▶ _Document passage_
-- START --
IMAP requires a password. SMTP it's optional.
    

Not at the University of Minnesota.
We require ESMTP STARTTLS/AUTH over the standard mail submission port (587).
  
OK - but the rest of the world varies from what the University of Minnesota does.

  
I think that consumer SMTP 
should be replaced with not only something that requires a password, but 
that the user has to log into the account that they are sending email 
from.
    

Not necessary -- configure your mail server to match your policy requirements.
  
Yes but it's optional. I've done it that way but others don't.

  
SMTP doesn't have to be tied to IMAP accounts.
    

Correct.  In fact, you can have multiple IMAP accounts configured in an
e-mail client, but may have only 1 SMTP account set up (which doesn't even
have to match up with any of the IMAP accounts).  At least in Thunderbird.
  

But with outgoing IMAP you wouldn't have to configure outgoing email at all.
  
If you have an SMTP account you can spoof anyone.
    

That is an SMTP issue in general, not an authentication issue.
If you have Internet access at all, you can spoof anyone by simply
connecting to a remote port 25 and sending to your heart's content
without needing any passwords...
  

But you could limit a domain to require that the sending email come from the account of the receiving email.
  
My idea with IMAP sending is to deny the 
ability of the sender to use a different email address that the one that 
they are logged into. This is to prevent spam and spoofing.
    

You can certainly do this on your mail server, but you can't force every
other server on the Internet to do the same.  :)
  

But I think if we tightend up the spec some we could eliminate most spam.
-- END --
▶ _Data supplied_
-- START --
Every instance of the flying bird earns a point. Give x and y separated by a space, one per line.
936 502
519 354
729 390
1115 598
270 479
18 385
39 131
-- END --
-- START --
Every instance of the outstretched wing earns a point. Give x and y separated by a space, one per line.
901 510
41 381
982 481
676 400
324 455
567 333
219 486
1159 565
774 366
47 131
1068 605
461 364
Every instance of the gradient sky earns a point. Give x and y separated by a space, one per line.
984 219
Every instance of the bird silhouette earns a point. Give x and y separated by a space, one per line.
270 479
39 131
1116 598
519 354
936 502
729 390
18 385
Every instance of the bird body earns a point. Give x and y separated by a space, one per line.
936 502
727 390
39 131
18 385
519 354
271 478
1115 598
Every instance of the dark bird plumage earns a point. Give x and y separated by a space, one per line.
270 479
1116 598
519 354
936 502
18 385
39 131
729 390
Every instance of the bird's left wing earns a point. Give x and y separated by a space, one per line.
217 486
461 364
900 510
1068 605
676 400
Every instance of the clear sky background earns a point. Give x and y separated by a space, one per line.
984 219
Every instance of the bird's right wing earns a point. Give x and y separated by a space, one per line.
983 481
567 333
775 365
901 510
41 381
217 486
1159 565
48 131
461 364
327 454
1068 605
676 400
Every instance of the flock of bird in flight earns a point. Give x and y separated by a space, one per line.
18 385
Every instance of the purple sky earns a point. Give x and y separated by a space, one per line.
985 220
-- END --
-- START --
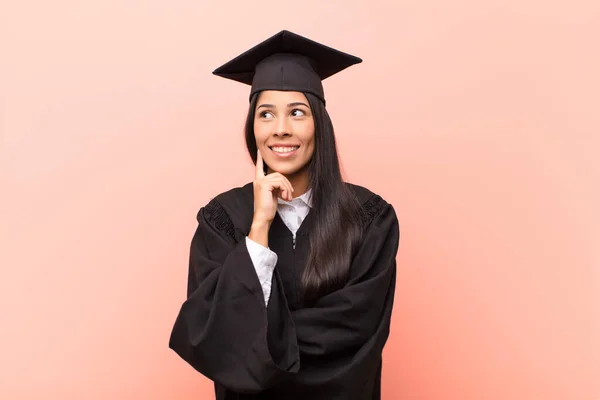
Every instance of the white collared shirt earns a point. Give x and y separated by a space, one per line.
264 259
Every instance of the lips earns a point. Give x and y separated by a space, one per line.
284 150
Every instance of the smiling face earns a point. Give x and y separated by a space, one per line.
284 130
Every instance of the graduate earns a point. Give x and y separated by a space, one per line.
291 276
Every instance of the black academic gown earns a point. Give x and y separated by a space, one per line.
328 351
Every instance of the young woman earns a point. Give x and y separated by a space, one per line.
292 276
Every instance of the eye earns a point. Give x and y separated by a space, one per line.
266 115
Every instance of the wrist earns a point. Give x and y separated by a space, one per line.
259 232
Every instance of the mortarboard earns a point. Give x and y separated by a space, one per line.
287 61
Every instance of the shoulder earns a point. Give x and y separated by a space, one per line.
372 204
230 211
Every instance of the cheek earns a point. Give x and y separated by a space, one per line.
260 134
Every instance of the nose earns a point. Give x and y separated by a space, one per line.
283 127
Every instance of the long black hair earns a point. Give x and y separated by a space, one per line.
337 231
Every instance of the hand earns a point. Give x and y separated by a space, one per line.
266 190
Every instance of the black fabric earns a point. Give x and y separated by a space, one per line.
-- END --
Reproduce the discussion of SMTP and IMAP authentication word for word, from start to finish. The entries were taken from a different source than the text.

▶ _The solution_
IMAP requires a password. SMTP it's optional.
    

Not at the University of Minnesota.
We require ESMTP STARTTLS/AUTH over the standard mail submission port (587).
  
OK - but the rest of the world varies from what the University of Minnesota does.

  
I think that consumer SMTP 
should be replaced with not only something that requires a password, but 
that the user has to log into the account that they are sending email 
from.
    

Not necessary -- configure your mail server to match your policy requirements.
  
Yes but it's optional. I've done it that way but others don't.

  
SMTP doesn't have to be tied to IMAP accounts.
    

Correct.  In fact, you can have multiple IMAP accounts configured in an
e-mail client, but may have only 1 SMTP account set up (which doesn't even
have to match up with any of the IMAP accounts).  At least in Thunderbird.
  

But with outgoing IMAP you wouldn't have to configure outgoing email at all.
  
If you have an SMTP account you can spoof anyone.
    

That is an SMTP issue in general, not an authentication issue.
If you have Internet access at all, you can spoof anyone by simply
connecting to a remote port 25 and sending to your heart's content
without needing any passwords...
  

But you could limit a domain to require that the sending email come from the account of the receiving email.
  
My idea with IMAP sending is to deny the 
ability of the sender to use a different email address that the one that 
they are logged into. This is to prevent spam and spoofing.
    

You can certainly do this on your mail server, but you can't force every
other server on the Internet to do the same.  :)
  

But I think if we tightend up the spec some we could eliminate most spam.